• _Task to carry out_: Could you rewrite the rows, starting at the line that has "289, row 45." and stopping after the line that has "column 417, row 165", switching "chair" to "seat" and leaving everything else unchanged?

::::

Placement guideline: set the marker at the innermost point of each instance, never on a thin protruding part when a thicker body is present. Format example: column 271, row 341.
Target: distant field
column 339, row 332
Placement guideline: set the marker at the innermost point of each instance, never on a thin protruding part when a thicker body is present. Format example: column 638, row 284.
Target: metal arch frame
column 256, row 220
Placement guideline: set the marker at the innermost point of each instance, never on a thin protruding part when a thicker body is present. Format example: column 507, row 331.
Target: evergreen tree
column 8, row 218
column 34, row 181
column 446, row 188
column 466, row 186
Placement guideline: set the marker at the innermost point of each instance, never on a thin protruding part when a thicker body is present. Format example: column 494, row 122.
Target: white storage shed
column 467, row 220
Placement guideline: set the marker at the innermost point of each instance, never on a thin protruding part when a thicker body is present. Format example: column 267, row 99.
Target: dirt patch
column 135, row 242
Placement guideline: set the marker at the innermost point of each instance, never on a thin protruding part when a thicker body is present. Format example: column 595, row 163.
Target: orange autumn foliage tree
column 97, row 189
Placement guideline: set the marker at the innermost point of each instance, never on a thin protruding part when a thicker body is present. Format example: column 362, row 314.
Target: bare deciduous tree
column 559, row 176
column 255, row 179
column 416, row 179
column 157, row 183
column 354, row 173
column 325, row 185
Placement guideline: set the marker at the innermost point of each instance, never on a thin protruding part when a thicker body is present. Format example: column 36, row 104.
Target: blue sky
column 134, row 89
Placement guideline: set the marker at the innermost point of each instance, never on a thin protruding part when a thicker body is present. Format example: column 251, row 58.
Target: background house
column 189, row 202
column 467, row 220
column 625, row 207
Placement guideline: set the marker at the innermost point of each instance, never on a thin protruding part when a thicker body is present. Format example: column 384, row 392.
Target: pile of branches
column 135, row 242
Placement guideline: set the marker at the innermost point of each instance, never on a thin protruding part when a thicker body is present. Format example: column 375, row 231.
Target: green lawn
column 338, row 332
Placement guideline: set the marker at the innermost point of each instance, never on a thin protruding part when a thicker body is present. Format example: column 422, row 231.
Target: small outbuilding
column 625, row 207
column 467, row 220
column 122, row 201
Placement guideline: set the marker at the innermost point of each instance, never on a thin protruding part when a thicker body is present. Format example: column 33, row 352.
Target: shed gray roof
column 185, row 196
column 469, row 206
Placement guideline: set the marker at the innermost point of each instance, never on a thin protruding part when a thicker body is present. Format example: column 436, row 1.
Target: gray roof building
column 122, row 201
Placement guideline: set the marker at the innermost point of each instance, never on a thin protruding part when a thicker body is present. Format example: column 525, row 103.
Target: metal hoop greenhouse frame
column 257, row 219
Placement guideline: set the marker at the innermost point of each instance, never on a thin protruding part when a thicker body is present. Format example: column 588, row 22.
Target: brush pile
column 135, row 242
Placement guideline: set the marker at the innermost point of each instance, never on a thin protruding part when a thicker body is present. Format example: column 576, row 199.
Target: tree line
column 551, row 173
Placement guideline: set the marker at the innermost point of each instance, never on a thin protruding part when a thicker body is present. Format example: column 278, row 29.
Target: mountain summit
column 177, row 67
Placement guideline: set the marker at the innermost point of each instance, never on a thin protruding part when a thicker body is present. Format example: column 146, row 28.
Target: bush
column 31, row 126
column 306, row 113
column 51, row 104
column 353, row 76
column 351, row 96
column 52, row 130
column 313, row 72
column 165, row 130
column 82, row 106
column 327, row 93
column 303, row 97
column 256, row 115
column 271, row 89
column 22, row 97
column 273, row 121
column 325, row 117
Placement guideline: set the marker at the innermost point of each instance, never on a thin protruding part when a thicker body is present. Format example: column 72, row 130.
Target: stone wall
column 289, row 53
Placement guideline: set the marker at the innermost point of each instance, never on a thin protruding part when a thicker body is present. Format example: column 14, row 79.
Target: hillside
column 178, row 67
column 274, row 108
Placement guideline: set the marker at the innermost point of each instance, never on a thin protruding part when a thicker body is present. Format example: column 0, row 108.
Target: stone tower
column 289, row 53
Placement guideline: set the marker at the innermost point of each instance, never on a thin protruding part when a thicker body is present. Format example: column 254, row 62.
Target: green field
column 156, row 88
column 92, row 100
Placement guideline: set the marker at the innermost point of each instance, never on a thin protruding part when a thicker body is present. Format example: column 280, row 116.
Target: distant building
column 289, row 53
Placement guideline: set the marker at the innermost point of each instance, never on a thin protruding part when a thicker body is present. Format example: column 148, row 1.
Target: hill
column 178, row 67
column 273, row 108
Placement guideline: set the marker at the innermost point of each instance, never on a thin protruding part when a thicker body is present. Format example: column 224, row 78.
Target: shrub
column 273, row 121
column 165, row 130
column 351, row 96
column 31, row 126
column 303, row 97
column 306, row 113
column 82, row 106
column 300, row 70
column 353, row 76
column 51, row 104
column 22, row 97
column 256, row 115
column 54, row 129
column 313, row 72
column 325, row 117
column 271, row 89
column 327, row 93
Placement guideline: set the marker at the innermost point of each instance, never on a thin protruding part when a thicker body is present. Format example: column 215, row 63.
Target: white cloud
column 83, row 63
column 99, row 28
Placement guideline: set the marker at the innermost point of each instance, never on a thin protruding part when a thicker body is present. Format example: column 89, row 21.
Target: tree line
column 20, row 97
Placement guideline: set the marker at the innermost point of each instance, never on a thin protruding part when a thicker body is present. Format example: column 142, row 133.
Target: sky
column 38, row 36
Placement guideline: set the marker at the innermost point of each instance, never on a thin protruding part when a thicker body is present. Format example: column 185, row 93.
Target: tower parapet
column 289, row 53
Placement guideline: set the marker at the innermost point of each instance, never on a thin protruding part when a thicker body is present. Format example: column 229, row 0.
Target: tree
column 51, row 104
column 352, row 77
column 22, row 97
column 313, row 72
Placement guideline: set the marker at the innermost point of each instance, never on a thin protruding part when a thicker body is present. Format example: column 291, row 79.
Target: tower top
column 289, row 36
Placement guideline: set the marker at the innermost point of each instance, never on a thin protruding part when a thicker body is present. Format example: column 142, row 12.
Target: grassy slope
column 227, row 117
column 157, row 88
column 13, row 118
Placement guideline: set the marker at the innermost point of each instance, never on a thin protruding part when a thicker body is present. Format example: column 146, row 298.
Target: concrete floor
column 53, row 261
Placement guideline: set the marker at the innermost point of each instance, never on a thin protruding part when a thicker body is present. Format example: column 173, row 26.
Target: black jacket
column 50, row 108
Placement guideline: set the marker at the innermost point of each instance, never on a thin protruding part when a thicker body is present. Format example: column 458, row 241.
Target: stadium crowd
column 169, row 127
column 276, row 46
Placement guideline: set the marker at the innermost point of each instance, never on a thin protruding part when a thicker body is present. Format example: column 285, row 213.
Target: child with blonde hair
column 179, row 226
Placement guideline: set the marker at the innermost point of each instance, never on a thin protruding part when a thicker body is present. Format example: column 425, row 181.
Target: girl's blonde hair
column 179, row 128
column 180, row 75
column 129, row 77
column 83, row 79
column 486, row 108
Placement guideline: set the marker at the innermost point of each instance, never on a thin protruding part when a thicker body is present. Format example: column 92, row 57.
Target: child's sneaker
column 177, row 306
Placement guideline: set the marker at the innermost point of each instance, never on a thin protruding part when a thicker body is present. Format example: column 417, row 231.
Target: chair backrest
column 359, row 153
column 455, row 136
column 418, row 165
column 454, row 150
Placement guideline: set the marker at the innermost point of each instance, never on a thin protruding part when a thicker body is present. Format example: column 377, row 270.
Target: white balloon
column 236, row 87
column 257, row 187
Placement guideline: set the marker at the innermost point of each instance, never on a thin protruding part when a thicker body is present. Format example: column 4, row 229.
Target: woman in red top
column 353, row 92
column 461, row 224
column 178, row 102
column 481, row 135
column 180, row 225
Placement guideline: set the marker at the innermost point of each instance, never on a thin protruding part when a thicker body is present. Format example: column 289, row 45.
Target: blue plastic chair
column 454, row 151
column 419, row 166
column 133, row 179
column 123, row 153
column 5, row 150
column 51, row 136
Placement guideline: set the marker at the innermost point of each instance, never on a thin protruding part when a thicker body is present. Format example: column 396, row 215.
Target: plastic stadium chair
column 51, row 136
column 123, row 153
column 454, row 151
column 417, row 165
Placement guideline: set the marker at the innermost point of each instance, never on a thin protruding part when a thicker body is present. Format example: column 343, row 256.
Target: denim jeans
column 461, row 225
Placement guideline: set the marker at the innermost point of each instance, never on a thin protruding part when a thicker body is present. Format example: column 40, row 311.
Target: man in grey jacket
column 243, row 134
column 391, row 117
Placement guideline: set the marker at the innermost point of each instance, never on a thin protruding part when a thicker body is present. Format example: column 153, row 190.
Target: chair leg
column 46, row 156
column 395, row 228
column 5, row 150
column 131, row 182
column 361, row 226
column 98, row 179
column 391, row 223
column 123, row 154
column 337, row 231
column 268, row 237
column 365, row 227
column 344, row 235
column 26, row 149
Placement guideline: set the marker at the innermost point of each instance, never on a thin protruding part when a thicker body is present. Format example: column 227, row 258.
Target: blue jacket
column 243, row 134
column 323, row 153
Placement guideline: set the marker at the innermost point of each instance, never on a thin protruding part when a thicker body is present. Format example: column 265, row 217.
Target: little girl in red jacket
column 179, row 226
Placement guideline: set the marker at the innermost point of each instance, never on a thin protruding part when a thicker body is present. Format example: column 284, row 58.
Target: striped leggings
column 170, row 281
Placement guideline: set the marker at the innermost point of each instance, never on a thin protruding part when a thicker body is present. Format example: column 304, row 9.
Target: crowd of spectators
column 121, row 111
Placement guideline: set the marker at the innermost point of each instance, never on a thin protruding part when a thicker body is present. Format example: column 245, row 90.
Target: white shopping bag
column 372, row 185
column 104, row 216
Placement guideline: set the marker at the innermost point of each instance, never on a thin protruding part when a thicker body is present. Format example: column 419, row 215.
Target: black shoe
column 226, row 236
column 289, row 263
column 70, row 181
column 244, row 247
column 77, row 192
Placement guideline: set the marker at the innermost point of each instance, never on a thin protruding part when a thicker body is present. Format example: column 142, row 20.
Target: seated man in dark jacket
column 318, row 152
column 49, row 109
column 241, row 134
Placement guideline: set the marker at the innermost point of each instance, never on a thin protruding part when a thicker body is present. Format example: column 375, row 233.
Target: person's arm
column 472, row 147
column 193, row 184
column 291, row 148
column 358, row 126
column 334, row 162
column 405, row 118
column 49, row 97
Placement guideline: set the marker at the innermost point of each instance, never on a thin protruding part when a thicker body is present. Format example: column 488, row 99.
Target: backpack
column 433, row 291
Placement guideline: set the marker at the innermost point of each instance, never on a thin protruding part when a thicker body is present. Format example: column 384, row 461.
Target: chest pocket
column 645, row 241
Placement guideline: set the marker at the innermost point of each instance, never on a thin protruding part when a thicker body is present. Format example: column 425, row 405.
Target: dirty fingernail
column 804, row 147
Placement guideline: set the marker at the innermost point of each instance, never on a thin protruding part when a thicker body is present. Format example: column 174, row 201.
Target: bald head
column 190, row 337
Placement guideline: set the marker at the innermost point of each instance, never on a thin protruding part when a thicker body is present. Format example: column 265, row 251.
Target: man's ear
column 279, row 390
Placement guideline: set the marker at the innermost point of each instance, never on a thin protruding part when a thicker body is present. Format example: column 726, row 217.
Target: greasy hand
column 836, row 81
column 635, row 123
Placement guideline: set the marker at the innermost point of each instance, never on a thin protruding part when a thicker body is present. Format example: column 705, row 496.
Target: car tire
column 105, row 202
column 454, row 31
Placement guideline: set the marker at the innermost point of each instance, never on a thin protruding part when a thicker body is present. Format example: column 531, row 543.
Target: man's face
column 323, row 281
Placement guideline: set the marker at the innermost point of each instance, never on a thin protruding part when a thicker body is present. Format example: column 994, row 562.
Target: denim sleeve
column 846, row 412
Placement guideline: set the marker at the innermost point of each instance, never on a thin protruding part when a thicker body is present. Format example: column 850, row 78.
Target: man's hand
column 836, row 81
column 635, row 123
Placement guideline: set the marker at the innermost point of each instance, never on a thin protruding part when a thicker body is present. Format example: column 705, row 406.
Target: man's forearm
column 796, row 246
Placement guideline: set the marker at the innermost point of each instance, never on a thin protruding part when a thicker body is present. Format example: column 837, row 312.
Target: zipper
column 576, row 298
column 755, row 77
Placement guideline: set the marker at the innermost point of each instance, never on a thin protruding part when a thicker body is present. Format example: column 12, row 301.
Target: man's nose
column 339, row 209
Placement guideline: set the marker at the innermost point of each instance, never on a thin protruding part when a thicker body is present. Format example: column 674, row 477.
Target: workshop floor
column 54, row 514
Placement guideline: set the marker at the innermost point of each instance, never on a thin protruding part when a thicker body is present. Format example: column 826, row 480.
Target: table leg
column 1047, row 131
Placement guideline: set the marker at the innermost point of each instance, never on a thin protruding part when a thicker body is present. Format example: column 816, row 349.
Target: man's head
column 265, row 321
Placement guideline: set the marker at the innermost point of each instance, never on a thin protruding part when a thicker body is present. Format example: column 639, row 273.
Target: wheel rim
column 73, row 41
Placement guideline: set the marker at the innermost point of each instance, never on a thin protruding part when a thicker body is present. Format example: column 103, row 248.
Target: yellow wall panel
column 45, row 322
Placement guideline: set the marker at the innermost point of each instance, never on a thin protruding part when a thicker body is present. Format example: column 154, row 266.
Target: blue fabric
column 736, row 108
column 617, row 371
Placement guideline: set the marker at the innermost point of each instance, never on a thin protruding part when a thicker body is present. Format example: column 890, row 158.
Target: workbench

::::

• _Worked answer_:
Placement guideline: set the marker at the innermost point of each instance, never on a thin protruding part when a thicker body is present. Format example: column 289, row 45.
Target: blue plastic seat
column 454, row 151
column 419, row 166
column 133, row 179
column 123, row 153
column 5, row 150
column 51, row 136
Placement guideline: set the marker at the innermost point of each instance, never on a thin protruding part when a thicker body is present. Format example: column 396, row 215.
Target: plastic stadium seat
column 51, row 136
column 123, row 153
column 454, row 151
column 417, row 165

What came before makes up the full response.